-------- Available records --------

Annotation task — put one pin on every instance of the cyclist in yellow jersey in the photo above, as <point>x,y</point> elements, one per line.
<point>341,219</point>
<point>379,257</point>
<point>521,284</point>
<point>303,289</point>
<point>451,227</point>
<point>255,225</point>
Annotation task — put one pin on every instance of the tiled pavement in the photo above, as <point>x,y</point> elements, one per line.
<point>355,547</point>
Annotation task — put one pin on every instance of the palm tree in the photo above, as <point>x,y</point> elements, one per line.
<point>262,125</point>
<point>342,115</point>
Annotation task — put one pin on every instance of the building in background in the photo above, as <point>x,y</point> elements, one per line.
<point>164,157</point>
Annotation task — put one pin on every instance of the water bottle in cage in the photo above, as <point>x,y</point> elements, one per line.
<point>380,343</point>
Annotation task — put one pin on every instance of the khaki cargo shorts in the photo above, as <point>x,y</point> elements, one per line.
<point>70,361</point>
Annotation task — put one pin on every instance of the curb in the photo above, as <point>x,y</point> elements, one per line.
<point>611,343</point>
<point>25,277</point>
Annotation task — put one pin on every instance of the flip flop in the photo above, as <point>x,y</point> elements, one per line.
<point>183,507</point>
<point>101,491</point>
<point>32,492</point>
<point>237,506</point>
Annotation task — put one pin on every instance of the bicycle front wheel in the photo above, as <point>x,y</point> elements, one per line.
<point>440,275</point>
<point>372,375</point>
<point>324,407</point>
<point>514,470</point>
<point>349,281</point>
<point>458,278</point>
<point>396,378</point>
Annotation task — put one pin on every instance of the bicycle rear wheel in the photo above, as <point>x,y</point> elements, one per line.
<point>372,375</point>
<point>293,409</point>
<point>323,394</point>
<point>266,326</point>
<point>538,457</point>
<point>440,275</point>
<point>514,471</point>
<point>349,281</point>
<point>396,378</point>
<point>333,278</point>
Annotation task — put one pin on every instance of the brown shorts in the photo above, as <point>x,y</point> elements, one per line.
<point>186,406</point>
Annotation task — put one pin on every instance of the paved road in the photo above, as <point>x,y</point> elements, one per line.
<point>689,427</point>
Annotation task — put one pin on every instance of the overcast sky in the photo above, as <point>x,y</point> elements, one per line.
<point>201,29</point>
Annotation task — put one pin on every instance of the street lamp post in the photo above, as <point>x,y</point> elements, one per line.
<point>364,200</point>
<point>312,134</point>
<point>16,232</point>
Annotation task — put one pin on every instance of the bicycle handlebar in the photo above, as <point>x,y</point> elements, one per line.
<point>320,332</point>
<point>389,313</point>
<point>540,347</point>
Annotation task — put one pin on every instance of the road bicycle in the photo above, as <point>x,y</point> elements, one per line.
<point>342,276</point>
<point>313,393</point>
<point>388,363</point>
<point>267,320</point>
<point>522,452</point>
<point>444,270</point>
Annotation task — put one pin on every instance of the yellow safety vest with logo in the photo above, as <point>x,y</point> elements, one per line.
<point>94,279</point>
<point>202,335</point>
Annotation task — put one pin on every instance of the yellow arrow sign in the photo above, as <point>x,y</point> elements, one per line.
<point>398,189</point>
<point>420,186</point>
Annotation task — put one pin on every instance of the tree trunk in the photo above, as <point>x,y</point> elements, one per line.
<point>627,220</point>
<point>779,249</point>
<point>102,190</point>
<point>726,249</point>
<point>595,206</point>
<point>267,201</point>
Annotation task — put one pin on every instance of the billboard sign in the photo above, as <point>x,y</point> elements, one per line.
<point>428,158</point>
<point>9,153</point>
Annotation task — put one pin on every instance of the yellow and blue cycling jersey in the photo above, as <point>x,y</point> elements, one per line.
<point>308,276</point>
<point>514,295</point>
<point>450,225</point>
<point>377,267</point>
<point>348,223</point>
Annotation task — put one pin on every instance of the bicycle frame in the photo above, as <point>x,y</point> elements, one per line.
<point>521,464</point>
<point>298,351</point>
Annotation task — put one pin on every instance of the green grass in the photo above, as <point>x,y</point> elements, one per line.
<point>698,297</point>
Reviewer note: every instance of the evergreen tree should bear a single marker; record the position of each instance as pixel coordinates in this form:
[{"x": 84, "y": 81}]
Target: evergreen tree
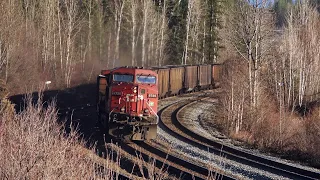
[
  {"x": 281, "y": 7},
  {"x": 176, "y": 13}
]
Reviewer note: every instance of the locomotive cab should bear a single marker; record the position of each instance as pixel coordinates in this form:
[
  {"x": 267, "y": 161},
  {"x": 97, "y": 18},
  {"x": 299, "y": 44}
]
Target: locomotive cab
[{"x": 128, "y": 109}]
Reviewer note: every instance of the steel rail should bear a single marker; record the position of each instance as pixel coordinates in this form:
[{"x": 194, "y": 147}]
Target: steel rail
[{"x": 238, "y": 155}]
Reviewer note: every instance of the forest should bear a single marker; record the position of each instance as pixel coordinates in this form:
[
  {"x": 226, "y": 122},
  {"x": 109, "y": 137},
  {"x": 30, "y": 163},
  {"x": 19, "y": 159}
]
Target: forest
[{"x": 270, "y": 51}]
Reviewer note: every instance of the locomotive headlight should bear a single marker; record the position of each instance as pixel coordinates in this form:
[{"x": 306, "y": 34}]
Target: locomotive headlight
[
  {"x": 152, "y": 95},
  {"x": 135, "y": 90}
]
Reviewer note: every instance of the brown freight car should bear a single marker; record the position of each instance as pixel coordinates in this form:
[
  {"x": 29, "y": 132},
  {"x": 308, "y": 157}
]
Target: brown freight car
[
  {"x": 176, "y": 80},
  {"x": 204, "y": 75},
  {"x": 190, "y": 78},
  {"x": 163, "y": 81}
]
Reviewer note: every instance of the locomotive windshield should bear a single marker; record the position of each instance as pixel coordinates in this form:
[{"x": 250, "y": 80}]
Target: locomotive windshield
[
  {"x": 123, "y": 77},
  {"x": 146, "y": 79}
]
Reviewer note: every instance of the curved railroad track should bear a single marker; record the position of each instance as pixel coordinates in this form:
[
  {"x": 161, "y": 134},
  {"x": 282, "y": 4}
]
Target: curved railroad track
[
  {"x": 177, "y": 165},
  {"x": 185, "y": 134}
]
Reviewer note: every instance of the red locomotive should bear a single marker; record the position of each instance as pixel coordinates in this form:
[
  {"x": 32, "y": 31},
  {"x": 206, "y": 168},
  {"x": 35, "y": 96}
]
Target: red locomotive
[{"x": 127, "y": 103}]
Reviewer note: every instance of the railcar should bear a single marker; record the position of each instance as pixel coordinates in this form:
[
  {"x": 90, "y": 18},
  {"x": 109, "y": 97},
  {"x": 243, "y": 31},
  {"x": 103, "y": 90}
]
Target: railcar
[
  {"x": 127, "y": 98},
  {"x": 127, "y": 103}
]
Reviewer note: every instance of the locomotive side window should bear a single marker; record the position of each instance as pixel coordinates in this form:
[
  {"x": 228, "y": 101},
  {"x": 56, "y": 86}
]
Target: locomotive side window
[
  {"x": 123, "y": 78},
  {"x": 146, "y": 79}
]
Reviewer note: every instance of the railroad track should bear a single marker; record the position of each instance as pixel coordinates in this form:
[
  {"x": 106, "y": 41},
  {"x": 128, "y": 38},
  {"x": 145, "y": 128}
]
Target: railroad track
[
  {"x": 176, "y": 165},
  {"x": 187, "y": 135}
]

--------

Problem to work on: Copy every line of the listing above word for word, leaving out the pictures.

The completed task:
Annotation task — put one pin on every instance of the cyclist in yellow jersey in the photo above, as <point>x,y</point> elements, one per line.
<point>341,219</point>
<point>379,257</point>
<point>521,284</point>
<point>303,289</point>
<point>451,227</point>
<point>255,225</point>
Annotation task — put one pin on every instance of the tiled pavement in the photo above, as <point>x,y</point> elements, one per line.
<point>355,547</point>
Annotation task — put one pin on every instance of the palm tree in the photo above, as <point>x,y</point> elements, one per line.
<point>262,125</point>
<point>342,115</point>
Annotation task — put one pin on every instance of the building in background in the photo above, as <point>x,y</point> elements, one per line.
<point>164,157</point>
Annotation task — put one pin on every instance of the water bottle in cage in the photo above, as <point>x,y</point> elements, one per line.
<point>380,343</point>
Annotation task — put one pin on every instance of the khaki cargo shorts in the photo above, as <point>x,y</point> elements, one per line.
<point>70,361</point>
Annotation task — put one pin on every instance of the curb in the photo above, as <point>x,y</point> elements, one per line.
<point>611,343</point>
<point>25,277</point>
Annotation task — put one pin on every instance of the flip flop in the photo above, as <point>x,y</point> elements, one per line.
<point>183,507</point>
<point>101,491</point>
<point>32,492</point>
<point>237,506</point>
Annotation task — put one pin on every instance of the bicycle front wheel in the photo above, as <point>x,y</point> elements, one per line.
<point>440,275</point>
<point>372,375</point>
<point>324,407</point>
<point>514,470</point>
<point>349,281</point>
<point>458,278</point>
<point>396,378</point>
Annotation task — put one pin on every instance of the bicycle rear wheel in the photo above, as <point>x,y</point> elements, one per line.
<point>372,375</point>
<point>293,409</point>
<point>323,394</point>
<point>266,326</point>
<point>538,457</point>
<point>440,275</point>
<point>514,471</point>
<point>349,281</point>
<point>396,378</point>
<point>333,278</point>
Annotation task — put one pin on every instance of the brown shorts in the photo above, as <point>x,y</point> elements, one per line.
<point>186,406</point>
Annotation task — put one pin on every instance of the paved road in the photo above, as <point>x,y</point> elements, one per line.
<point>689,427</point>
Annotation task — put one pin on every instance of the overcast sky in the photo above, as <point>x,y</point> elements, one per line.
<point>201,29</point>
Annotation task — put one pin on every instance of the street lamp post in the photo above, as <point>x,y</point> elements, one per line.
<point>364,200</point>
<point>312,134</point>
<point>16,232</point>
Annotation task — put one pin on every instance of the bicycle handlebar in the photo above, as <point>x,y</point> elements, one per line.
<point>320,332</point>
<point>389,313</point>
<point>540,347</point>
Annotation task — put one pin on every instance of the road bicycle in the photo above, as <point>x,y</point> elements, one per line.
<point>342,276</point>
<point>313,393</point>
<point>388,363</point>
<point>267,320</point>
<point>522,452</point>
<point>444,270</point>
Annotation task — put one pin on every instance of the yellow safety vest with logo in the photo above, as <point>x,y</point> elements, one per line.
<point>94,279</point>
<point>202,335</point>
Annotation task — put one pin on every instance of the yellow arrow sign in the photo above, as <point>x,y</point> elements, one per line.
<point>398,189</point>
<point>420,186</point>
Annotation task — put one pin on every instance of the tree trunk in the photo above, as <point>x,y</point> elements, one per line.
<point>627,220</point>
<point>779,249</point>
<point>102,190</point>
<point>726,249</point>
<point>595,206</point>
<point>267,201</point>
Annotation task — put one pin on every instance of the billboard sign in the photo above, as <point>x,y</point> elements, one per line.
<point>428,158</point>
<point>9,153</point>
Annotation task — put one pin on every instance of the yellow and blue cycling jersey in the photo above, as <point>x,y</point> elements, one per line.
<point>308,276</point>
<point>514,295</point>
<point>450,225</point>
<point>377,267</point>
<point>348,223</point>
Annotation task — put one pin on every instance of the bicycle frame in the photo above, as <point>x,y</point> elements, one per line.
<point>521,464</point>
<point>298,351</point>
Annotation task — put one pin on every instance of the green grass in the photo above, as <point>x,y</point> elements, one per line.
<point>698,297</point>
Reviewer note: every instance of the evergreen tree should bear a single marker; record the position of each instance as pixel coordinates in this form:
[{"x": 84, "y": 81}]
Target: evergreen tree
[
  {"x": 281, "y": 7},
  {"x": 176, "y": 13}
]
Reviewer note: every instance of the locomotive cab should bear a single marker; record the position of each instance as pixel coordinates in this form:
[
  {"x": 267, "y": 161},
  {"x": 97, "y": 18},
  {"x": 299, "y": 44}
]
Target: locomotive cab
[{"x": 128, "y": 109}]
Reviewer note: every instance of the steel rail should bear a single marker; record the position of each instance as pixel coordinates in this form:
[{"x": 194, "y": 147}]
Target: steel rail
[{"x": 238, "y": 155}]
Reviewer note: every instance of the forest should bear a single marker; record the position of each instance as pixel coordinates in this form:
[
  {"x": 226, "y": 122},
  {"x": 109, "y": 137},
  {"x": 30, "y": 163},
  {"x": 19, "y": 159}
]
Target: forest
[{"x": 270, "y": 51}]
Reviewer note: every instance of the locomotive headlight should bear a single marker; record the position of each instance as pixel coordinates in this form:
[{"x": 306, "y": 34}]
Target: locomotive headlight
[
  {"x": 152, "y": 95},
  {"x": 135, "y": 90}
]
Reviewer note: every instance of the brown freight car should bear a single marker; record the position of each instance as pixel coordinates in this form:
[
  {"x": 29, "y": 132},
  {"x": 308, "y": 157}
]
Target: brown freight car
[
  {"x": 176, "y": 80},
  {"x": 204, "y": 75},
  {"x": 190, "y": 78},
  {"x": 163, "y": 81}
]
Reviewer note: every instance of the locomotive windshield should bear a single marker; record the position of each instance as pixel coordinates in this form:
[{"x": 250, "y": 80}]
Target: locomotive windshield
[
  {"x": 123, "y": 77},
  {"x": 146, "y": 79}
]
Reviewer note: every instance of the curved railroad track should bear a single marker; record the position of each instance as pixel coordinates in this form:
[
  {"x": 161, "y": 134},
  {"x": 282, "y": 4}
]
Target: curved railroad track
[
  {"x": 177, "y": 165},
  {"x": 185, "y": 134}
]
Reviewer note: every instance of the red locomotive should bear a single marker; record the position of each instance as pixel coordinates in this form:
[
  {"x": 32, "y": 31},
  {"x": 206, "y": 168},
  {"x": 35, "y": 96}
]
Target: red locomotive
[{"x": 127, "y": 103}]
Reviewer note: every instance of the railcar should bear a single marker; record the position of each instance as pixel coordinates in this form:
[
  {"x": 90, "y": 18},
  {"x": 109, "y": 97},
  {"x": 243, "y": 31},
  {"x": 103, "y": 90}
]
Target: railcar
[
  {"x": 127, "y": 98},
  {"x": 127, "y": 103}
]
Reviewer note: every instance of the locomotive side window should bear a single marker; record the position of each instance as pixel coordinates in this form:
[
  {"x": 228, "y": 101},
  {"x": 56, "y": 86}
]
Target: locomotive side window
[
  {"x": 123, "y": 78},
  {"x": 146, "y": 79}
]
Reviewer note: every instance of the railroad track should bear a single marker; record the position of each instance as pixel coordinates in this form:
[
  {"x": 106, "y": 41},
  {"x": 128, "y": 38},
  {"x": 145, "y": 128}
]
Target: railroad track
[
  {"x": 176, "y": 165},
  {"x": 187, "y": 135}
]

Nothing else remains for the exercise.